Extracted information ::
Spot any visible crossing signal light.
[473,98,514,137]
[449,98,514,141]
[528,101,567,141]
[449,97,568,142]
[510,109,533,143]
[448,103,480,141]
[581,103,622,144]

Exercise task ::
List each line in the records that contains the word "Spot".

Answer to this exercise ::
Spot any visible crossing signal light.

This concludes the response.